*** Opening of Data excerpts ***

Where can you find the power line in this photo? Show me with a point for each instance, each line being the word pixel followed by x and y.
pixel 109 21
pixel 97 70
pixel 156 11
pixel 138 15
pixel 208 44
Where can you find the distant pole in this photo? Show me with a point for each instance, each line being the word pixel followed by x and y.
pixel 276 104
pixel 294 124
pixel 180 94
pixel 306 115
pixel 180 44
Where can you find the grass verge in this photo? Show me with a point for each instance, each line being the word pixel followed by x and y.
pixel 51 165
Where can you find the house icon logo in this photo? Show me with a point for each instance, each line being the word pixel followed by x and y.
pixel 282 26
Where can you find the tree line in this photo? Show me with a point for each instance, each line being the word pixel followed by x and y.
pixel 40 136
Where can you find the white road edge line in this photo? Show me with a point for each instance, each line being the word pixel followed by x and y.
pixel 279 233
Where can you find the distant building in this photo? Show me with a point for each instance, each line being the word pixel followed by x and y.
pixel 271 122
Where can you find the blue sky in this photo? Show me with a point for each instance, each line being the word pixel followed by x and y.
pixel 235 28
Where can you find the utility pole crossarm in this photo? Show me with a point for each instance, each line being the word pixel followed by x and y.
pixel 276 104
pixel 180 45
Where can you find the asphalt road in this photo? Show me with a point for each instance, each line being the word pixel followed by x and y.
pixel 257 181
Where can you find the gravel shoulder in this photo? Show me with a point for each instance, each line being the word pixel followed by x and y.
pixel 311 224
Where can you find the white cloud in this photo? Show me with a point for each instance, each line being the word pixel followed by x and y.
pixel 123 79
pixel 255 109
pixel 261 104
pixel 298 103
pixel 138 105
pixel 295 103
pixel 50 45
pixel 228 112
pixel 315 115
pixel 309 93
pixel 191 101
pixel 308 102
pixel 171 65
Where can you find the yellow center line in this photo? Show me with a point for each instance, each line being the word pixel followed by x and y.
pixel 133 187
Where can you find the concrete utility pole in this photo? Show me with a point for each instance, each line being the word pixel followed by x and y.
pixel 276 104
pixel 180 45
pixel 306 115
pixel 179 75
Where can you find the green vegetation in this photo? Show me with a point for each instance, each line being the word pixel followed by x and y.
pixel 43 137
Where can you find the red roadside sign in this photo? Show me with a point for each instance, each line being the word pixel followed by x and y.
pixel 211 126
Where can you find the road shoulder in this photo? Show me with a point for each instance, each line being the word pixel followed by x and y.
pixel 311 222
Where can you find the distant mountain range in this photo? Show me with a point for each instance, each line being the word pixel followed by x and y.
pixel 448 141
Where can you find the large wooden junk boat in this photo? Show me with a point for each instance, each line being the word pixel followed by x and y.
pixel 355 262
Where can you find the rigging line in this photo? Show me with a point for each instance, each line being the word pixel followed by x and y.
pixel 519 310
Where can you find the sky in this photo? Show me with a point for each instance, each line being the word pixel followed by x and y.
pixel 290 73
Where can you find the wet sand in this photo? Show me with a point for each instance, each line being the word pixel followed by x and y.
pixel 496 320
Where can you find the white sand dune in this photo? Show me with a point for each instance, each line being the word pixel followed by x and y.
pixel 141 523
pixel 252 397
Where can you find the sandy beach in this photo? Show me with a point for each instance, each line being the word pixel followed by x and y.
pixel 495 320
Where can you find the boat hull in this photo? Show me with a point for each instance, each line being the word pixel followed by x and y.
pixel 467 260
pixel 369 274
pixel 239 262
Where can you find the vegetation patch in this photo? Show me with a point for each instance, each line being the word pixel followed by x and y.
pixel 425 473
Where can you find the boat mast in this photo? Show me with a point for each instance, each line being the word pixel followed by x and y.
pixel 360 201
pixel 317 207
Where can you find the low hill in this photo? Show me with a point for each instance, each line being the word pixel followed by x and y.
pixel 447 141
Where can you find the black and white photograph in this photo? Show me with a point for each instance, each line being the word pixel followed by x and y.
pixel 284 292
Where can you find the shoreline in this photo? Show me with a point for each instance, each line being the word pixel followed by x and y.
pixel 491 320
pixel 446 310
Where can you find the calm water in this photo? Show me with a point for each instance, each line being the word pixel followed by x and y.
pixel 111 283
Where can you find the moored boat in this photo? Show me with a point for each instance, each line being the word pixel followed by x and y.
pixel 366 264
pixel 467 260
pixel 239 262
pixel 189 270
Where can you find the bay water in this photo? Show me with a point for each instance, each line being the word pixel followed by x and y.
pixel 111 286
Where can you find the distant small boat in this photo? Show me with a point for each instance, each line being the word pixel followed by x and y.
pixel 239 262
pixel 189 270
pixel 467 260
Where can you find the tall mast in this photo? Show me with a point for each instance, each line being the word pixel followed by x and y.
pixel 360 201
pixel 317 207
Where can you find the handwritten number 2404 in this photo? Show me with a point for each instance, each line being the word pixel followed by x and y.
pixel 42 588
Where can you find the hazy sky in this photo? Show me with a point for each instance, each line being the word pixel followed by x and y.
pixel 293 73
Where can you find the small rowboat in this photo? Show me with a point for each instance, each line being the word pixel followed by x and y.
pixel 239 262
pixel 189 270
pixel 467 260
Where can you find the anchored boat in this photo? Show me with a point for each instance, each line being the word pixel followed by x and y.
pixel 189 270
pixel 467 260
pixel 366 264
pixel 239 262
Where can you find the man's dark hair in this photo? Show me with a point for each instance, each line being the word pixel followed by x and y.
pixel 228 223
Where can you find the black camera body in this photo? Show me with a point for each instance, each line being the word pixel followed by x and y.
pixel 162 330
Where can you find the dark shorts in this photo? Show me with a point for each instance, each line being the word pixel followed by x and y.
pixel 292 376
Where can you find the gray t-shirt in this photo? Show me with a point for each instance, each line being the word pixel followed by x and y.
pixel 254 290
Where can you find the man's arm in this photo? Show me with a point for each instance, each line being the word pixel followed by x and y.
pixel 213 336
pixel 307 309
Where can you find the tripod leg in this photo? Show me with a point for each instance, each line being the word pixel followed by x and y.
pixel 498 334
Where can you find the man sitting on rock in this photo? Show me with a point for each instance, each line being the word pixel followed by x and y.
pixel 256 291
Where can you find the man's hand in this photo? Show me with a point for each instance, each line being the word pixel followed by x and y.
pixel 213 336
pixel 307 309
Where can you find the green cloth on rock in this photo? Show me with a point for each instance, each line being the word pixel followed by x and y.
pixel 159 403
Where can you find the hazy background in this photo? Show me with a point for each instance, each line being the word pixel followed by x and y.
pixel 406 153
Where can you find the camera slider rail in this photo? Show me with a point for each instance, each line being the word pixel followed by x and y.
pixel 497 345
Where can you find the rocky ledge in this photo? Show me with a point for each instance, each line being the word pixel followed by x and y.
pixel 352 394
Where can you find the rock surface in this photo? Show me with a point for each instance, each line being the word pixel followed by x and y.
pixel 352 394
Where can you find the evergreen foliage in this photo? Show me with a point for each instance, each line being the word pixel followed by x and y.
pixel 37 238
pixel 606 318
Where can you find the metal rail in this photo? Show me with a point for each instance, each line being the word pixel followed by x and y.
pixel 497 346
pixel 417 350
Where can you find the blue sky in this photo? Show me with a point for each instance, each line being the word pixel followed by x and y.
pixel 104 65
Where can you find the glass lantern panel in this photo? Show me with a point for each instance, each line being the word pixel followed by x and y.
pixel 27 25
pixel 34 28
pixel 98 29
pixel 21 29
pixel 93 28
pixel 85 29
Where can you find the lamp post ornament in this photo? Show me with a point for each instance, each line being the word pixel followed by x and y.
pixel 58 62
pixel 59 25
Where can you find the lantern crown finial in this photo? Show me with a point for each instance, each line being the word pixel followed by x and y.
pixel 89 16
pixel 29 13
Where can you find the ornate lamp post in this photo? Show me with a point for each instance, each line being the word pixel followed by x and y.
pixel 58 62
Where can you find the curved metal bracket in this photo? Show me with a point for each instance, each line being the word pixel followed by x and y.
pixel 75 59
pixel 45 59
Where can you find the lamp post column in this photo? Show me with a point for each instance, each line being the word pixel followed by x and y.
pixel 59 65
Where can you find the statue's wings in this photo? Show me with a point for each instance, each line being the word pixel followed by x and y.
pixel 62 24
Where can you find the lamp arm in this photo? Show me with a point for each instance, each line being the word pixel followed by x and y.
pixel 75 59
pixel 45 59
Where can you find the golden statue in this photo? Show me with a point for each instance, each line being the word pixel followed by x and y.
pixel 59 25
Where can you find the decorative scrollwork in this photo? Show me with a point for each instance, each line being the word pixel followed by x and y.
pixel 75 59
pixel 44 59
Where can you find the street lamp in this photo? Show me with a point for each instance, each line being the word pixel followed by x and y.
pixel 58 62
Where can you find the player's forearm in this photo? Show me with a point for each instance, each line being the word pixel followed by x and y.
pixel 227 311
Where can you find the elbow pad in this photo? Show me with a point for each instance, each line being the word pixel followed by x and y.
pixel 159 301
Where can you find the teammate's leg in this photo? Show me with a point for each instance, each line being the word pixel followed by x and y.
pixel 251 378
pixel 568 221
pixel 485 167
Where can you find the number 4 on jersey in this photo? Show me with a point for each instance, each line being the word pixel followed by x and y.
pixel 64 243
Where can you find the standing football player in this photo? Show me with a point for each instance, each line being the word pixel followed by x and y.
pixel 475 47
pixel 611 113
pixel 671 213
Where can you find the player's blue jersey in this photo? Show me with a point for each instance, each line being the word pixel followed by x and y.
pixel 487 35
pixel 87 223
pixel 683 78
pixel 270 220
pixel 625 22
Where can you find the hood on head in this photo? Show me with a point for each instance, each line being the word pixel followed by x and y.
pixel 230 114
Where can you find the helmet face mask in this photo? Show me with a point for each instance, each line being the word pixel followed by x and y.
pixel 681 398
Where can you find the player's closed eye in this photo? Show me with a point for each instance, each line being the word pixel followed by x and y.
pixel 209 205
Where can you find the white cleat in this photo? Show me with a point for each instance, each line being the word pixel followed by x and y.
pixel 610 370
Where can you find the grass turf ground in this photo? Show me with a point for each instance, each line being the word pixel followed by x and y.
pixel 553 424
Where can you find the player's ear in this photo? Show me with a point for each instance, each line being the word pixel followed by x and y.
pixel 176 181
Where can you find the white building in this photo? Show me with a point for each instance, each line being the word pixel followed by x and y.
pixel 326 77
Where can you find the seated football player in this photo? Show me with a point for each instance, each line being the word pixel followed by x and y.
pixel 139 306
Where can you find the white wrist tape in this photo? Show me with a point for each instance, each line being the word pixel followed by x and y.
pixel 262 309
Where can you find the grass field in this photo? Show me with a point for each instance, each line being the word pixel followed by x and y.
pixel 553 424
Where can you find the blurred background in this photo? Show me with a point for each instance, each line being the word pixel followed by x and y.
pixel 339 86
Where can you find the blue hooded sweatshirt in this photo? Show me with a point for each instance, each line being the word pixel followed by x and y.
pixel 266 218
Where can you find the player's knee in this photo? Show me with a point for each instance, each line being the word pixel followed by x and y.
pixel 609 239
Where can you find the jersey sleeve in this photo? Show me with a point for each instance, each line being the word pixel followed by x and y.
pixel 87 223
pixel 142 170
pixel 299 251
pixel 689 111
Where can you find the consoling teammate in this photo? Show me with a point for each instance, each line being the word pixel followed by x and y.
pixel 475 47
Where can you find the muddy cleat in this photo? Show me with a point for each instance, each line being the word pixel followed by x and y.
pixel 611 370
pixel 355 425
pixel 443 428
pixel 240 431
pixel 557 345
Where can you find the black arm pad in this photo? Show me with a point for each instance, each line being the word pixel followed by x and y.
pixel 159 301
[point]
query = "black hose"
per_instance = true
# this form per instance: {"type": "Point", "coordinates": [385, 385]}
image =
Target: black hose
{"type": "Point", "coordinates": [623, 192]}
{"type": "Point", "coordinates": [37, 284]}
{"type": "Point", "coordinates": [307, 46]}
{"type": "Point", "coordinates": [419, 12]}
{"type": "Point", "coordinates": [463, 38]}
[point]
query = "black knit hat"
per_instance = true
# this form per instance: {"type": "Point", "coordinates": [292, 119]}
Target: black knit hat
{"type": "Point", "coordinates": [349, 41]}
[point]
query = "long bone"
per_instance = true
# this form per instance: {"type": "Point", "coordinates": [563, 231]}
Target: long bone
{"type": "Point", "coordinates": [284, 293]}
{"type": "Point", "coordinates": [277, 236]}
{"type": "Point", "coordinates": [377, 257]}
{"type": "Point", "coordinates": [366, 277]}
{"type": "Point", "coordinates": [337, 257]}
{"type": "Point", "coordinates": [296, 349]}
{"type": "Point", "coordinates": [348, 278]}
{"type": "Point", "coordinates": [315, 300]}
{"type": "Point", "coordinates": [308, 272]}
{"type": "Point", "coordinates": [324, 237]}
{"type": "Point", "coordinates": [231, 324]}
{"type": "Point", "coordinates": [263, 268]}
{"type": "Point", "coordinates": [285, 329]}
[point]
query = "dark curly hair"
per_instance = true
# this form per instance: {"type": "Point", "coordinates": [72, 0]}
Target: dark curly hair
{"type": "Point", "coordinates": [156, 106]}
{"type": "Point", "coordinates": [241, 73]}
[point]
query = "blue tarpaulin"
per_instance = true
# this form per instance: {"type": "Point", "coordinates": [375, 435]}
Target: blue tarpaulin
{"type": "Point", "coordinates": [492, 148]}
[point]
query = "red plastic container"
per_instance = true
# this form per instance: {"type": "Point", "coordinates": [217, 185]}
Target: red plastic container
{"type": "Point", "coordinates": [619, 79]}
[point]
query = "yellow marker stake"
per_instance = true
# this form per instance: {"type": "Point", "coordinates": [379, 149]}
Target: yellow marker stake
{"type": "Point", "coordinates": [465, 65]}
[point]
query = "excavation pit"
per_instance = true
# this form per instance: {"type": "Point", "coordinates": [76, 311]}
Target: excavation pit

*** Close of Data excerpts ***

* _Your goal_: Find every line in the records that contains the word "excavation"; copy those lines.

* _Reply to the task_:
query = "excavation pit"
Target: excavation pit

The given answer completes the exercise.